Short exercise: Pull out each line of the records that contains the string "dark". Case counts.

------------------------------------------------

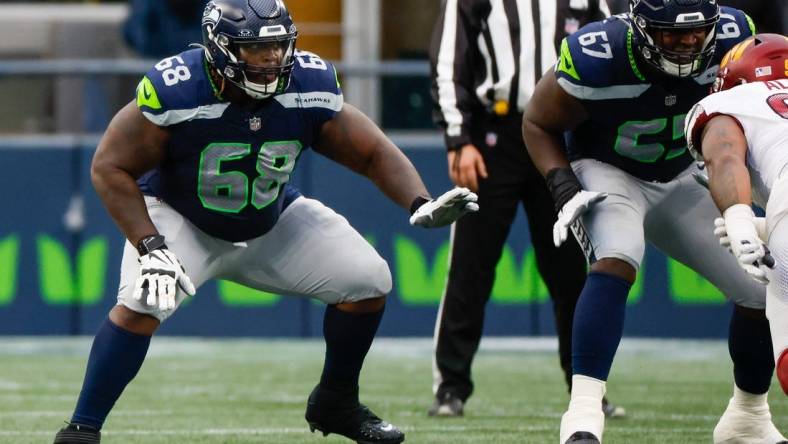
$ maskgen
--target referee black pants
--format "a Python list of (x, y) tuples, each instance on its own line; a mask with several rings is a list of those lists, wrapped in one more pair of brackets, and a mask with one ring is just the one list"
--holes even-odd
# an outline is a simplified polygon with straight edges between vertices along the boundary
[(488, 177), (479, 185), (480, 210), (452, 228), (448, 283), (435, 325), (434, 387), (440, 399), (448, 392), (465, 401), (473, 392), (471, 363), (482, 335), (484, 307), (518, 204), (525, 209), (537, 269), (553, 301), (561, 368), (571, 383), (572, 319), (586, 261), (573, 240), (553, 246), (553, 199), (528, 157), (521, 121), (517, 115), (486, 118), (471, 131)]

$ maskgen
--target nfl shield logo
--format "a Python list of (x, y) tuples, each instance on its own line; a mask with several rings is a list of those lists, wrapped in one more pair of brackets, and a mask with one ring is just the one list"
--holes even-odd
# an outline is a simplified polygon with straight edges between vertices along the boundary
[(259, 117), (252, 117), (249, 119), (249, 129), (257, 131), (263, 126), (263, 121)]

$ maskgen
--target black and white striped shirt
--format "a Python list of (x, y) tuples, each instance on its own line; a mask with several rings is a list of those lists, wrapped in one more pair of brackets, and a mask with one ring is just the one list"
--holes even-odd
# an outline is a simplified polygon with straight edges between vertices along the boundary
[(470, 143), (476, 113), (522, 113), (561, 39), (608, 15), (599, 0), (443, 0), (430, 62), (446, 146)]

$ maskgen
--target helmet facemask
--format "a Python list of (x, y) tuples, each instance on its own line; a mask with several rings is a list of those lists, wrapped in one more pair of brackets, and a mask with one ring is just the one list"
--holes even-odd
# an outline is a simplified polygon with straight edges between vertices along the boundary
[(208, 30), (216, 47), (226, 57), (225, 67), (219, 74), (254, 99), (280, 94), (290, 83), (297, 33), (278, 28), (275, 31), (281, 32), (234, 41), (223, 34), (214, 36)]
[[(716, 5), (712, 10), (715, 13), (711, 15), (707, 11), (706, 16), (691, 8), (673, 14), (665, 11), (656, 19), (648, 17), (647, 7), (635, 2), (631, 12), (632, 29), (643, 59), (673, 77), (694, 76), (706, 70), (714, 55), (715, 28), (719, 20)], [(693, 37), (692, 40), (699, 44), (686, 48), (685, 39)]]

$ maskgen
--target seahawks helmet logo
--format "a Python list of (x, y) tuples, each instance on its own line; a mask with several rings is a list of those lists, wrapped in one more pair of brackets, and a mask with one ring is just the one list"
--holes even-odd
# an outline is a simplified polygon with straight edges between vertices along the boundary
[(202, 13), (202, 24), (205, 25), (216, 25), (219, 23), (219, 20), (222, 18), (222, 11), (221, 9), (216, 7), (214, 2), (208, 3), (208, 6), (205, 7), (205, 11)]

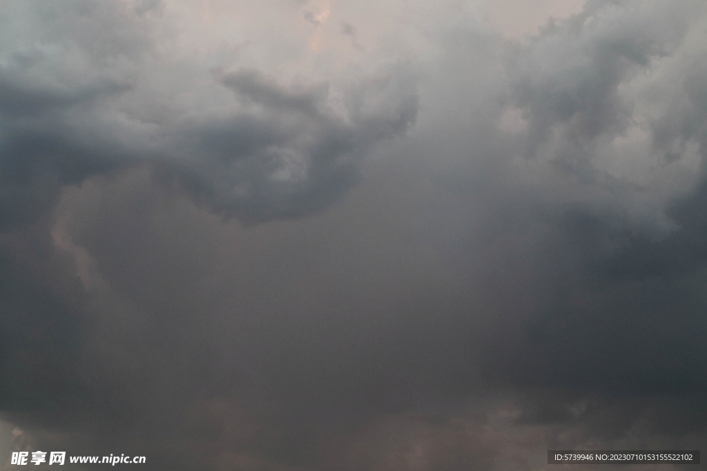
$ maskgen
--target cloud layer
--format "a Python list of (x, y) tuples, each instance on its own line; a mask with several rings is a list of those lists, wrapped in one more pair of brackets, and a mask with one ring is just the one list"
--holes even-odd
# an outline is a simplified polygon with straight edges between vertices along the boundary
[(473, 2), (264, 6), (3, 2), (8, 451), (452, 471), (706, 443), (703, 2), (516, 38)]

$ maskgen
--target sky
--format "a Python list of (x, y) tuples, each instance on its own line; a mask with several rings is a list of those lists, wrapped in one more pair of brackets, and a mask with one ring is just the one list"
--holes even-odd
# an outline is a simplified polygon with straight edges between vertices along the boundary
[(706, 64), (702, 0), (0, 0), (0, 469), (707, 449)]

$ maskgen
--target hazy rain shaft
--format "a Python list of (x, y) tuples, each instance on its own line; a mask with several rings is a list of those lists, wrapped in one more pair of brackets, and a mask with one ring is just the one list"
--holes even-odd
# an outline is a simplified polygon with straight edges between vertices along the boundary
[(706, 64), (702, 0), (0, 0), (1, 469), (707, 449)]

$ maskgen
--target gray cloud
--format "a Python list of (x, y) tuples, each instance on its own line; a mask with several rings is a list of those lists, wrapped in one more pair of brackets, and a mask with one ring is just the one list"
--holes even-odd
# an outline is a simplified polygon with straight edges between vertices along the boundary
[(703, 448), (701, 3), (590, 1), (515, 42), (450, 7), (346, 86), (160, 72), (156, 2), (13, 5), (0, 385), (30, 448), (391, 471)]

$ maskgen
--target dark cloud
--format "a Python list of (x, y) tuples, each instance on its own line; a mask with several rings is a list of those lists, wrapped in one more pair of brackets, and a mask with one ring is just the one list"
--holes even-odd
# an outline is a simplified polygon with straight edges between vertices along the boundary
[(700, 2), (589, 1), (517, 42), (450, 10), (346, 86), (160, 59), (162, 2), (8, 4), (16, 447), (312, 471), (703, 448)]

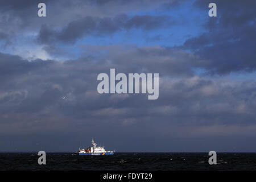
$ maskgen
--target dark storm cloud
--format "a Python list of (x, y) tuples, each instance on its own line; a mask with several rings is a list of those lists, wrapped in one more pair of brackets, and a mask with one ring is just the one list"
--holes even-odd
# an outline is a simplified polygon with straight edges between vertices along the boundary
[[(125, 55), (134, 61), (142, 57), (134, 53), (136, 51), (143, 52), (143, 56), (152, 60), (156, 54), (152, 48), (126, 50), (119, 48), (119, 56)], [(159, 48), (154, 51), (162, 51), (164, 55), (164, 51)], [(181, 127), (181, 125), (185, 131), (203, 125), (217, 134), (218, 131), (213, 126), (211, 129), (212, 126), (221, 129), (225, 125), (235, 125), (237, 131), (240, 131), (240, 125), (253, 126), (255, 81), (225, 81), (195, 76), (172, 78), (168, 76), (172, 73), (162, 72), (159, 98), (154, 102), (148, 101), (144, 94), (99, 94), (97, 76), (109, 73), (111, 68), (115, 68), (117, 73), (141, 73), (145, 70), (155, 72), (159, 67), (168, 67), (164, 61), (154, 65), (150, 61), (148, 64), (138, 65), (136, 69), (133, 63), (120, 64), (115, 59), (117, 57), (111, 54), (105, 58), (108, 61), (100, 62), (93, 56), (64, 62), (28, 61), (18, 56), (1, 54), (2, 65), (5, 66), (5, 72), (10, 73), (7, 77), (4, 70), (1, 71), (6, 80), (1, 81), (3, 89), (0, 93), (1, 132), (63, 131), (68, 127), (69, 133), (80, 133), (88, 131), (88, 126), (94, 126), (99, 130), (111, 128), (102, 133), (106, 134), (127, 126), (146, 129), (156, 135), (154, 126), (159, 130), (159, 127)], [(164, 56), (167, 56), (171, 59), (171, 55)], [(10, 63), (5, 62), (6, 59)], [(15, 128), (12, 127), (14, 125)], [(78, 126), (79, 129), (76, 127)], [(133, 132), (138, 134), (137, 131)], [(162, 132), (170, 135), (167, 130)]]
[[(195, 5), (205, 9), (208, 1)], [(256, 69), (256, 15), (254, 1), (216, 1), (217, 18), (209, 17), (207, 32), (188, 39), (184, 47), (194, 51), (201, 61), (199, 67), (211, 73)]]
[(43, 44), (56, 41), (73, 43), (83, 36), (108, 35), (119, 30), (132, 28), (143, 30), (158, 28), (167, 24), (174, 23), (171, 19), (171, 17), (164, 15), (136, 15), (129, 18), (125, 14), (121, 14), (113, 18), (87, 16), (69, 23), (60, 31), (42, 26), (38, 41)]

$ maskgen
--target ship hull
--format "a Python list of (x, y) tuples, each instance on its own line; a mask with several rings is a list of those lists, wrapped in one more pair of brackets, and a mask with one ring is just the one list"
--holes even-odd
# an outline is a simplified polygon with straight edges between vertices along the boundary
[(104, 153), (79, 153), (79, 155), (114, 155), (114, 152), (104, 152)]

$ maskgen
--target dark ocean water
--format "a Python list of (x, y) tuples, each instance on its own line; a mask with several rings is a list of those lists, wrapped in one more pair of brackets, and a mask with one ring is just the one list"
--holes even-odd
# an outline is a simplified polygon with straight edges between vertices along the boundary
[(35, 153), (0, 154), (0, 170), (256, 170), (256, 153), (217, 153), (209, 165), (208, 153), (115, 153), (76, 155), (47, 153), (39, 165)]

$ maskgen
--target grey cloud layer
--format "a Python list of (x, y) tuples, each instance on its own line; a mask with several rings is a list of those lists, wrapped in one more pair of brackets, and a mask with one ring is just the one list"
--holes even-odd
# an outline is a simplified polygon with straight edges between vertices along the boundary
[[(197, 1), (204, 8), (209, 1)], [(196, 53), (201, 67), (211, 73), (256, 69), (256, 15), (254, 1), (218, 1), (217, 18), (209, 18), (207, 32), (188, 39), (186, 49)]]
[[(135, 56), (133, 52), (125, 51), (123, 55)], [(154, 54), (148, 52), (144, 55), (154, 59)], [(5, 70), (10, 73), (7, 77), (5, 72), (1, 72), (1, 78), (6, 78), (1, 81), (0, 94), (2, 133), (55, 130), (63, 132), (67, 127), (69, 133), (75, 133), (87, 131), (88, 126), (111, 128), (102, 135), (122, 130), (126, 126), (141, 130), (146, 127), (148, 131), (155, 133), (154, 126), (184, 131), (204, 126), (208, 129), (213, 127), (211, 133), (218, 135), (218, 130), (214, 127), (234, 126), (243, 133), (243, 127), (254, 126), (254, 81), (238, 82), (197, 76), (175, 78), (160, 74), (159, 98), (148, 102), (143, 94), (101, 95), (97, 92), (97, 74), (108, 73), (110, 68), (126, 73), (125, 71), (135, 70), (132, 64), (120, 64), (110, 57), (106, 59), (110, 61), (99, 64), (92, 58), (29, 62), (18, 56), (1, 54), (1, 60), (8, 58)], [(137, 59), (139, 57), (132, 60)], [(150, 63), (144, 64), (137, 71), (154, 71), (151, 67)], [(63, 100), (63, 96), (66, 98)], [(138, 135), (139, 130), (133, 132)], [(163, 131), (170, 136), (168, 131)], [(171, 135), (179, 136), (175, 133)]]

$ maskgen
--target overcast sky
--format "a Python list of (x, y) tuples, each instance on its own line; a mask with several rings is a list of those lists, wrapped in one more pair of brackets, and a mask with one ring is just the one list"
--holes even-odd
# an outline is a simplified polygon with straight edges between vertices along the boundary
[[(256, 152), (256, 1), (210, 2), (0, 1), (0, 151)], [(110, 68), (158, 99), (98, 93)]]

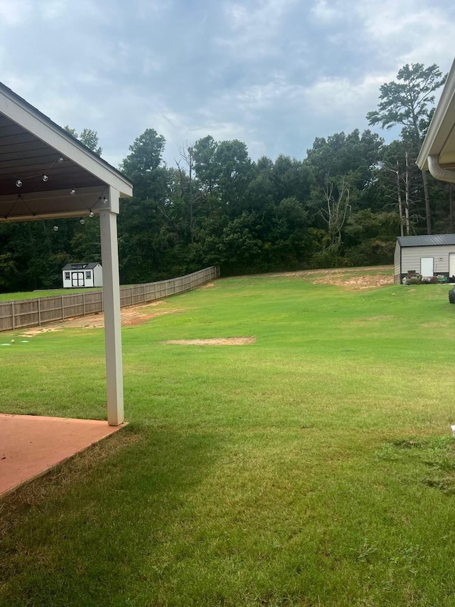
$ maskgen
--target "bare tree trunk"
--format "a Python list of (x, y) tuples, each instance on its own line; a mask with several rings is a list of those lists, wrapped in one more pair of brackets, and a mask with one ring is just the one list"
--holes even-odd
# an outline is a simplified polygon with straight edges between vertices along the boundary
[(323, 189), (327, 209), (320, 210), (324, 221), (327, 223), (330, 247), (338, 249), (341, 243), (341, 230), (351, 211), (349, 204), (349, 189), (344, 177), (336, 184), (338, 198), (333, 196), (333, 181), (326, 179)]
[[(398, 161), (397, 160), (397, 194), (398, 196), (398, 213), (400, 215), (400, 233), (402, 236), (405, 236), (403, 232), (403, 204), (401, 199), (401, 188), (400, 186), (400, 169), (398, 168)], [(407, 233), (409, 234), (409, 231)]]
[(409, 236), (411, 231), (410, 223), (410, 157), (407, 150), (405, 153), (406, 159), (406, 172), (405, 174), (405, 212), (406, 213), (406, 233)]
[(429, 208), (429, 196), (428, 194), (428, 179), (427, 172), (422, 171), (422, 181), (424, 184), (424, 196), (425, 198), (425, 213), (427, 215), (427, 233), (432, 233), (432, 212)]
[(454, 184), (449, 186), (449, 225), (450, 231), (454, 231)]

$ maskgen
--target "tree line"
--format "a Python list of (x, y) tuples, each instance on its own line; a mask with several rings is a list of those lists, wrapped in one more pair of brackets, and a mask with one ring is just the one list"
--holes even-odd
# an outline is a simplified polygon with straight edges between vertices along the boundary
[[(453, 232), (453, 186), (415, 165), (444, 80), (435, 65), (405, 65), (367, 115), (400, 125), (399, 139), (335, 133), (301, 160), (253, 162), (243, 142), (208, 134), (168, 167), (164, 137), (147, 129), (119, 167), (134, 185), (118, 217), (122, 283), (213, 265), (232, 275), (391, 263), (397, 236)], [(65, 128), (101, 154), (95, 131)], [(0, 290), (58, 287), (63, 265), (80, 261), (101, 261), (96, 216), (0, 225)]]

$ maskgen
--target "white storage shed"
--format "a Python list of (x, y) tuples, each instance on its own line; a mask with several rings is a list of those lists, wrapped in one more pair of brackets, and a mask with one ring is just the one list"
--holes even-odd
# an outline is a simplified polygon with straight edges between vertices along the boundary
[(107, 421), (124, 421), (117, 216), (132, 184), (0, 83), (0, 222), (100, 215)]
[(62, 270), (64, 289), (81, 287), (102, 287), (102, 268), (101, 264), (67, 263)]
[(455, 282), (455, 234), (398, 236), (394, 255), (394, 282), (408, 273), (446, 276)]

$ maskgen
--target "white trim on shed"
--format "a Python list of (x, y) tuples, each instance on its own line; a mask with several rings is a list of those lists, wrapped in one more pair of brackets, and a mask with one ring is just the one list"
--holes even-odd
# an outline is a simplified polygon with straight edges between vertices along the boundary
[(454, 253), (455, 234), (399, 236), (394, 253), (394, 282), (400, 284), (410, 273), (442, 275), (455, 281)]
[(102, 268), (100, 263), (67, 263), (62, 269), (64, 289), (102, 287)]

------------------------------------------------

Reply to the exercise:
--target dark cloud
--target dark storm cloud
--target dark ocean water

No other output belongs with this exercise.